Segmentation mask data:
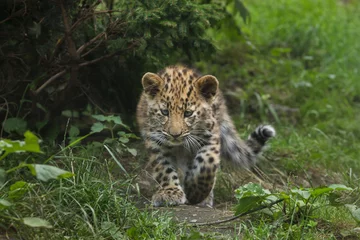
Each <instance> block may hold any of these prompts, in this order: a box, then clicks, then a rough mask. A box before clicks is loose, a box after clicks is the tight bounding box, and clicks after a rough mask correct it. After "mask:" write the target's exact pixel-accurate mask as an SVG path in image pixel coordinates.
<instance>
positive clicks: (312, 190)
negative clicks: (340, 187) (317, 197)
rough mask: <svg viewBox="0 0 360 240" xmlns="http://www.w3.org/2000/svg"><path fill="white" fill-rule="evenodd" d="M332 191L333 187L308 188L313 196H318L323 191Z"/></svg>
mask: <svg viewBox="0 0 360 240" xmlns="http://www.w3.org/2000/svg"><path fill="white" fill-rule="evenodd" d="M332 191H334V189H332V188H328V187H318V188H314V189H310V194H311V196H313V197H318V196H321V195H324V194H325V193H329V192H332Z"/></svg>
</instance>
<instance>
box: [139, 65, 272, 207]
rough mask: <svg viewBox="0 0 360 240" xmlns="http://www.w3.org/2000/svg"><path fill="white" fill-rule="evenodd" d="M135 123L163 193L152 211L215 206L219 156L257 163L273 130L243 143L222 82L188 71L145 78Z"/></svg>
mask: <svg viewBox="0 0 360 240" xmlns="http://www.w3.org/2000/svg"><path fill="white" fill-rule="evenodd" d="M142 85H143V88H144V90H143V93H142V95H141V98H140V101H139V103H138V106H137V122H138V125H139V128H140V131H141V135H142V137H143V138H144V140H145V146H146V148H147V150H148V152H149V158H150V159H149V167H151V168H152V170H153V173H152V174H153V178H154V179H155V180H156V181H157V182H158V184H159V189H158V191H157V192H156V193H155V194H154V195H153V196H152V204H153V205H154V206H164V205H178V204H184V203H188V204H198V203H202V204H204V205H212V197H213V193H212V190H213V188H214V184H215V178H216V177H215V176H216V172H217V170H218V168H219V164H220V156H221V157H223V158H226V159H229V160H231V161H233V162H235V163H237V164H238V165H240V166H242V167H245V168H247V167H250V166H252V165H253V164H254V163H255V161H256V156H257V154H259V153H260V151H261V149H262V148H263V147H264V145H265V143H266V141H267V140H268V139H270V138H271V137H273V136H275V130H274V128H273V127H272V126H269V125H265V126H259V127H257V128H256V129H255V131H254V132H253V133H251V135H250V136H249V139H248V140H246V141H243V140H241V139H240V138H239V136H238V135H237V132H236V129H235V127H234V124H233V122H232V120H231V119H230V116H229V114H228V112H227V108H226V105H225V101H224V98H223V94H222V93H221V91H220V90H219V82H218V80H217V79H216V77H214V76H212V75H204V76H200V75H199V74H198V73H197V72H196V71H194V70H192V69H189V68H186V67H184V66H179V65H177V66H170V67H167V68H165V69H164V70H162V71H160V72H159V73H157V74H155V73H146V74H145V75H144V76H143V78H142Z"/></svg>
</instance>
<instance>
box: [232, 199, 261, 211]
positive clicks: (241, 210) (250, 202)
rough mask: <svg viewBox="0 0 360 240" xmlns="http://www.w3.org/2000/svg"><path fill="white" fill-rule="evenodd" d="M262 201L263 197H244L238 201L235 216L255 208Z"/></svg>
mask: <svg viewBox="0 0 360 240" xmlns="http://www.w3.org/2000/svg"><path fill="white" fill-rule="evenodd" d="M263 200H264V198H263V197H259V196H258V197H245V198H241V199H239V200H238V204H237V205H236V207H235V215H238V214H241V213H244V212H247V211H249V210H251V209H253V208H255V207H258V206H259V204H260V203H261V202H262V201H263Z"/></svg>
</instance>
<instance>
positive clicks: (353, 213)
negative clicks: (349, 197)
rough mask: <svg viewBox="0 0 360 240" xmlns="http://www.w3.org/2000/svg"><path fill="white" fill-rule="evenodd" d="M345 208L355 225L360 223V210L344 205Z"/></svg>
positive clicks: (357, 208) (358, 208)
mask: <svg viewBox="0 0 360 240" xmlns="http://www.w3.org/2000/svg"><path fill="white" fill-rule="evenodd" d="M345 207H346V208H347V209H348V210H349V211H350V213H351V216H352V217H353V218H354V220H355V221H356V222H357V223H360V208H358V207H357V206H356V205H354V204H345Z"/></svg>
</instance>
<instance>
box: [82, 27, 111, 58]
mask: <svg viewBox="0 0 360 240" xmlns="http://www.w3.org/2000/svg"><path fill="white" fill-rule="evenodd" d="M103 36H105V32H102V33H100V34H98V35H97V36H96V37H94V38H93V39H91V40H90V41H88V42H87V43H85V44H83V45H82V46H81V47H79V48H78V50H77V54H81V53H82V52H83V51H84V50H85V48H87V47H88V46H90V45H91V44H93V43H94V42H95V41H96V40H98V39H100V38H102V37H103Z"/></svg>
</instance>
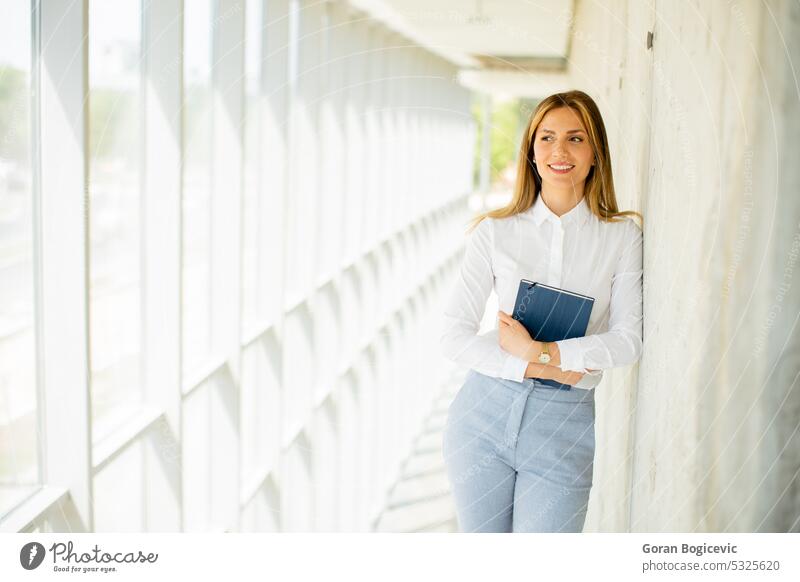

WORK REQUEST:
Tally the lines in the entries that contain the string "positive", with case counting, and give only the number.

REPLY:
4